__PROVIDED PASSAGE__
=====

UK employers: How to comply with IR35’s private sector requirements

28 March 2022
If your business hires contractors or temporary workers in the UK, you’re likely familiar with off-payroll working rules, commonly referred to as IR35. You’re perhaps just as likely to be frustrated by them. Despite having been in force for two decades, IR35 continues to be heavily criticised for being complex and difficult to implement. Unfortunately for UK employers, changes to IR35 that became effective in 2021 made the legislation even more difficult to understand and follow.

Formally introduced in 2000, IR35 rules were designed to combat tax avoidance by so-called “disguised employees.” These are workers who perform similar duties to full-time employees, but bill their services through a personal service company, or PSC. The use of a PSC allows workers to draw income in the form of dividends, which are exempt from National Insurance Contributions (NICs).

By contrast, a regular full-time employee’s wages are subject to an income tax of up to 45 percent and NICs of up to 12 percent. The use of a PSC can, then, significantly increase a workers’ take-home pay. According to HM Revenue and Customs (HMRC), this arrangement is unfair, as two individuals who work in the same way should pay broadly the same income tax and NICs. IR35 rules were implemented to address this inequity.

To comply with IR35, an employer must properly classify a worker’s status as either a contractor or a regular employee. To assist with the assessment process, the UK government developed a series of tests that focus on three key principles of employment:

  • Control: A worker will be considered an employee if the client has a right to exercise control over what, how and when the work should be completed.

=====

__PROBLEMS TO SOLVE__
1/ Repeat from the IR35 article, word for word, the span that begins with the words containing "28 March 2022" and ends with "understand and follow.".
2/ Check each statement against the IR35 article. Answer yes or no, and quote the words that decide it.
(a) IR35 rules were formally introduced in 2000.
(b) Dividends drawn through a personal service company are subject to National Insurance Contributions.
(c) A regular full-time employee's wages face income tax of up to 40 percent.
3/ According to the IR35 article, which body considers the personal service company arrangement unfair?

__GIVEN MATERIAL__
=====

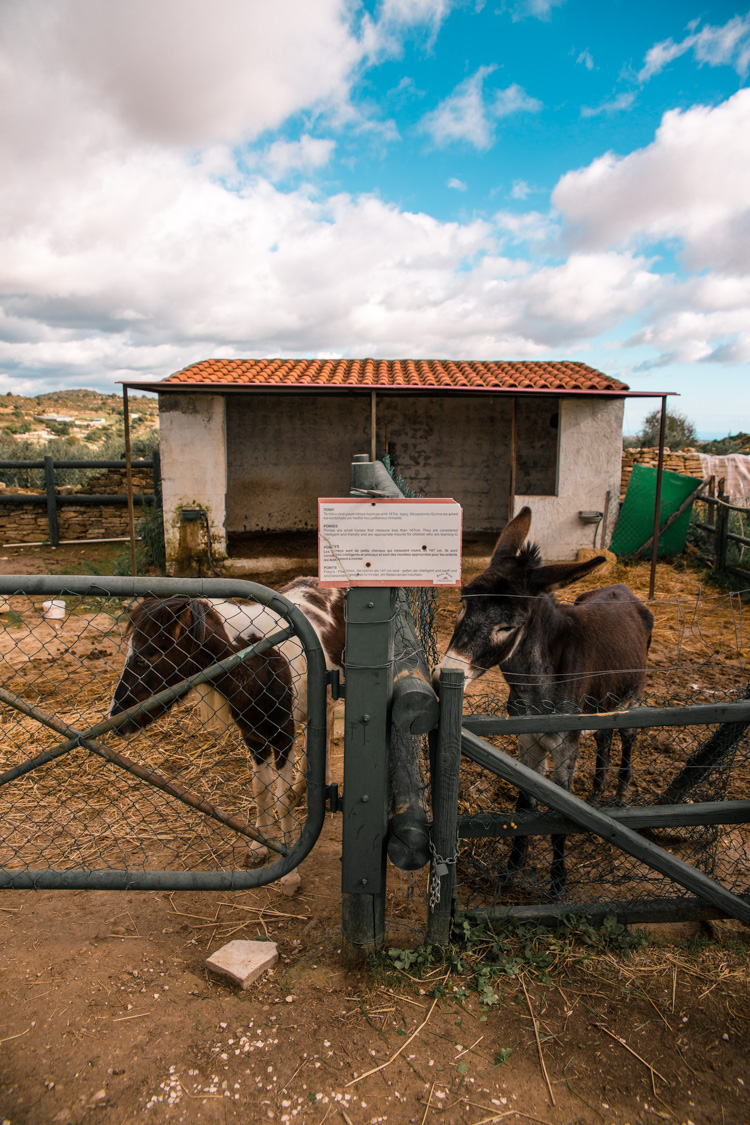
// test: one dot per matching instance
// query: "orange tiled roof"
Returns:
(427, 374)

=====

__TASK-BY-TASK SOLUTIONS__
1/
28 March 2022
If your business hires contractors or temporary workers in the UK, you’re likely familiar with off-payroll working rules, commonly referred to as IR35. You’re perhaps just as likely to be frustrated by them. Despite having been in force for two decades, IR35 continues to be heavily criticised for being complex and difficult to implement. Unfortunately for UK employers, changes to IR35 that became effective in 2021 made the legislation even more difficult to understand and follow.

2/
(a) Yes: "Formally introduced in 2000"
(b) No: "which are exempt from National Insurance Contributions (NICs)"
(c) No: "an income tax of up to 45 percent"

3/ HM Revenue and Customs (HMRC).